WHAT YOU HAVE TO DO ->
Please copy out every line in the records below that includes the word "green".

■ ■ ■ ■

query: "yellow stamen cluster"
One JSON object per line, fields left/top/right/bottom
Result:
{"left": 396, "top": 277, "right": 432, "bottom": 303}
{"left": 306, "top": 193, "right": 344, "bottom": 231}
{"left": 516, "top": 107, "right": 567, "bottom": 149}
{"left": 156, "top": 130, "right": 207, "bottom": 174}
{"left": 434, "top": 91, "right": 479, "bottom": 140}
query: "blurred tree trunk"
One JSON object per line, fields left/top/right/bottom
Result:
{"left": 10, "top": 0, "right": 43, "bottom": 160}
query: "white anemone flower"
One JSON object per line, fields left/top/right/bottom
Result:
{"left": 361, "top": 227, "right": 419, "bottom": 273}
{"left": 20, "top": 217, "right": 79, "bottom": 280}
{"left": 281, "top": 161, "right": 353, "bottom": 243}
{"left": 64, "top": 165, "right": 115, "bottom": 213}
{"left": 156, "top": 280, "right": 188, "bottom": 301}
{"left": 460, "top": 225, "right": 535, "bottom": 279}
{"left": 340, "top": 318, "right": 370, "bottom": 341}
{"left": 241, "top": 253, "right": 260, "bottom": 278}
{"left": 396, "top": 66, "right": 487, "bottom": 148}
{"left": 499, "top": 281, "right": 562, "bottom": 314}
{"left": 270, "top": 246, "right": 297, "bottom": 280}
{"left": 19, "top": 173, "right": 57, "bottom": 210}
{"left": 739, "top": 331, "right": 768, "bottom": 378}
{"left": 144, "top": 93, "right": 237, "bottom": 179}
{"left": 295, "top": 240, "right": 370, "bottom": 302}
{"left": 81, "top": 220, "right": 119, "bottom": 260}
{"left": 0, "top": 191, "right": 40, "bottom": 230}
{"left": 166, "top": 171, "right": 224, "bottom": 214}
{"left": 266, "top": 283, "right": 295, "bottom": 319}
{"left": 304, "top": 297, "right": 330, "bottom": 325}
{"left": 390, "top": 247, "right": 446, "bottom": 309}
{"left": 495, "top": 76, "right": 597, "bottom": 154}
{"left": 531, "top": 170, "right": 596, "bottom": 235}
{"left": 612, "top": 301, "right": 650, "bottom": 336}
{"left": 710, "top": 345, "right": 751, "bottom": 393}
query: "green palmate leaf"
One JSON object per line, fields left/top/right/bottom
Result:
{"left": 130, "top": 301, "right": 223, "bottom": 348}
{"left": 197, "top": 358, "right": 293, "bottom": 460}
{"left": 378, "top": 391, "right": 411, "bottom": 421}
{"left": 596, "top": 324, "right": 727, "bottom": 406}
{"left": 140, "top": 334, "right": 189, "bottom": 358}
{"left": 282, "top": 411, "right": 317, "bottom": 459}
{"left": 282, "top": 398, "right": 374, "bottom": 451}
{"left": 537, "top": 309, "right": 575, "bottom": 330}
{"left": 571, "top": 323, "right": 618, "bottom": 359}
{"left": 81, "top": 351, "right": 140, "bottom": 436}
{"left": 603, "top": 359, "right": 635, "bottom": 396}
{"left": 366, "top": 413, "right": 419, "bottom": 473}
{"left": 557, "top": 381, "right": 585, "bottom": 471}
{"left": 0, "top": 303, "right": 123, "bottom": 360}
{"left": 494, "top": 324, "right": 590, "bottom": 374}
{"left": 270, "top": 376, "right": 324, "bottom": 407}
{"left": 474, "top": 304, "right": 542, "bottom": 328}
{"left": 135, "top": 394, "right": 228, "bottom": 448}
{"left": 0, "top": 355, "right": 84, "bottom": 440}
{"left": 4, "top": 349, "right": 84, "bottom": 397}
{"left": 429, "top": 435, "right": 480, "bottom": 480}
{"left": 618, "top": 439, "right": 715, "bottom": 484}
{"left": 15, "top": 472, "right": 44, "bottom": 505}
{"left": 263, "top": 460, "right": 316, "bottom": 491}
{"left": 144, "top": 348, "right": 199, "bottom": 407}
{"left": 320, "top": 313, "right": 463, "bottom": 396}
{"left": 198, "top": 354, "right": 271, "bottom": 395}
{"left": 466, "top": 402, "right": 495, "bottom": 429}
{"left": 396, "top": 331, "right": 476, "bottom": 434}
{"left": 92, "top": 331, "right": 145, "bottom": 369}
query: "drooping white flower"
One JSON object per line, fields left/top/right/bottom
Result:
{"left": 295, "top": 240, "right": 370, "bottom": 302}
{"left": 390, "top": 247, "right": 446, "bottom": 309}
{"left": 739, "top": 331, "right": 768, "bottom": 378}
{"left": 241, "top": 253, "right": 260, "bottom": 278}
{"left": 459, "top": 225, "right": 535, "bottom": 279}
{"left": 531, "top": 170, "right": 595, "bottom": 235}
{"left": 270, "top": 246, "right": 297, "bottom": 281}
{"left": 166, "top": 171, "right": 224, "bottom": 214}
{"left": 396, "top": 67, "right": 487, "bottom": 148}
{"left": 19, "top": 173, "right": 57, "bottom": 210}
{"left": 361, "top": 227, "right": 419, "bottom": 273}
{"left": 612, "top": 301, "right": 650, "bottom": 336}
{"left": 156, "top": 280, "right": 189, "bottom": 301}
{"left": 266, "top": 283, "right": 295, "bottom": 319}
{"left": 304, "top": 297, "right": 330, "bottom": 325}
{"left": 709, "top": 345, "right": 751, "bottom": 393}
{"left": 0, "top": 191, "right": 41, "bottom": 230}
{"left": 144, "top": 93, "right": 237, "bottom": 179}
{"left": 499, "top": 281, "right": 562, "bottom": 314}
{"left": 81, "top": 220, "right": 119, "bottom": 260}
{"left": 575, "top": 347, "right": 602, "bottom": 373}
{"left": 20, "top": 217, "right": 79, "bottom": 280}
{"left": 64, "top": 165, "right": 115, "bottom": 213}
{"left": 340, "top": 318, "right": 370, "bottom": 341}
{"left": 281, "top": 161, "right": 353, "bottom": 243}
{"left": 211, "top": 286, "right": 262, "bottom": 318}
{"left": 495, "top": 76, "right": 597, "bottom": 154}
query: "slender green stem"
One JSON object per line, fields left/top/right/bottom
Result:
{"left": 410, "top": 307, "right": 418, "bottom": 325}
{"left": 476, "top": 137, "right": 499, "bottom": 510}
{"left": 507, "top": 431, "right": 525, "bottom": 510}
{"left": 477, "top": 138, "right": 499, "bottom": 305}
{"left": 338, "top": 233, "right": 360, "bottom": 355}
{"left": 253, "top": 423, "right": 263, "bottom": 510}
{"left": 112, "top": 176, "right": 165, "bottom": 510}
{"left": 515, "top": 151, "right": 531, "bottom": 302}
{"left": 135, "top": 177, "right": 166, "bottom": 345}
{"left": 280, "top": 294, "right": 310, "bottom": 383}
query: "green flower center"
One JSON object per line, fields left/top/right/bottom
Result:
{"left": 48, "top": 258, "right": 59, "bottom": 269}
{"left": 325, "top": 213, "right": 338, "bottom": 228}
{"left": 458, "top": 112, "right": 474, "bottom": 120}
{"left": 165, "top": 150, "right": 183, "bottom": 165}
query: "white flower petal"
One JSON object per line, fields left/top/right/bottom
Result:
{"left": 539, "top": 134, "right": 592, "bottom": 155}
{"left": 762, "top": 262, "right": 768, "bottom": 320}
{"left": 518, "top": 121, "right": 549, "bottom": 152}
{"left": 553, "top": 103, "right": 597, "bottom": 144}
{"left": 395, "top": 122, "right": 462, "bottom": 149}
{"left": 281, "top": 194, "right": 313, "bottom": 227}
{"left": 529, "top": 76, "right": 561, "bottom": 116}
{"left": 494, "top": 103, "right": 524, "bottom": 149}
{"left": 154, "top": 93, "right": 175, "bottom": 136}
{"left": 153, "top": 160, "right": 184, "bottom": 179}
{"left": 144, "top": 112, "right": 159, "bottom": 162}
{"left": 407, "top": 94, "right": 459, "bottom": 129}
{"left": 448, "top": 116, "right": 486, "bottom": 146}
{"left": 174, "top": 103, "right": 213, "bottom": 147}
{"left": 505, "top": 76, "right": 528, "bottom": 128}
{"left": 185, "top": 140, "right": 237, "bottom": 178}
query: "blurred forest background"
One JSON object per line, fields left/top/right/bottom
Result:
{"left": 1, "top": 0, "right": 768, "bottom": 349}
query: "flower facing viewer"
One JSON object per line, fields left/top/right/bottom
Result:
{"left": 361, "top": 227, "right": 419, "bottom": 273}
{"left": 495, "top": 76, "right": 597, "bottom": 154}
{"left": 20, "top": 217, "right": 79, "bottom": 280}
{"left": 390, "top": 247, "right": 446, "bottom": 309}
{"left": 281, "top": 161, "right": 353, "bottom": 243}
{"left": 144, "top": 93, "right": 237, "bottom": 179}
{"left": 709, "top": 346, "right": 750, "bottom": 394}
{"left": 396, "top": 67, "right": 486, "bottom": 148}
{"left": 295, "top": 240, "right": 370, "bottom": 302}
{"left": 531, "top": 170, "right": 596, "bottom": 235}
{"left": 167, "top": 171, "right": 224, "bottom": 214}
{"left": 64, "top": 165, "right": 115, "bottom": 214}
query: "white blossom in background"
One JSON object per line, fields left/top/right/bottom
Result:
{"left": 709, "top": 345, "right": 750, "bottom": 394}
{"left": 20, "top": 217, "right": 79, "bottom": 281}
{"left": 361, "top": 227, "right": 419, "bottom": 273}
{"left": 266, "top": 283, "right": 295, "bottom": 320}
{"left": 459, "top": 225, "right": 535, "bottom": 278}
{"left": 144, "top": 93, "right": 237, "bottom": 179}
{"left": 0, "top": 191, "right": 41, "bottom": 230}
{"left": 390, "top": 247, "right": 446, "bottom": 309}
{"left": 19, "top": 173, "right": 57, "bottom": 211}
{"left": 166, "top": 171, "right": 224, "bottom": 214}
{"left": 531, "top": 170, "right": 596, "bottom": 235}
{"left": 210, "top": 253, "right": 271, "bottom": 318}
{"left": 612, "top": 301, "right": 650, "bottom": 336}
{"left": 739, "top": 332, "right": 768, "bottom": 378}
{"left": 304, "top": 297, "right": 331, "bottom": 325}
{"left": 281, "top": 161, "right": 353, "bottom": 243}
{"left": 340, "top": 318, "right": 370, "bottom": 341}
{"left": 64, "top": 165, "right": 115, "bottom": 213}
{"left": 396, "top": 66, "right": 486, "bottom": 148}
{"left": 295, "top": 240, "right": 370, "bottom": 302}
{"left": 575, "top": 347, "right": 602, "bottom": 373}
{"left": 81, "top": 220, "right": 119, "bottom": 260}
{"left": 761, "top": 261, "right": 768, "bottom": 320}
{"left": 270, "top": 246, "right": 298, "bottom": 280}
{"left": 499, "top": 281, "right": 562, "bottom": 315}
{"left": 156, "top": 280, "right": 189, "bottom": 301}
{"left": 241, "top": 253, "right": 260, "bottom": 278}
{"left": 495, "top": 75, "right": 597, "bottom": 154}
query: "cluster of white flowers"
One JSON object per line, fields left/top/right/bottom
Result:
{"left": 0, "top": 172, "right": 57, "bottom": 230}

■ ■ ■ ■

ANSWER TO THIS TASK ->
query: "green palmate leaf"
query: "slender green stem"
query: "green flower center"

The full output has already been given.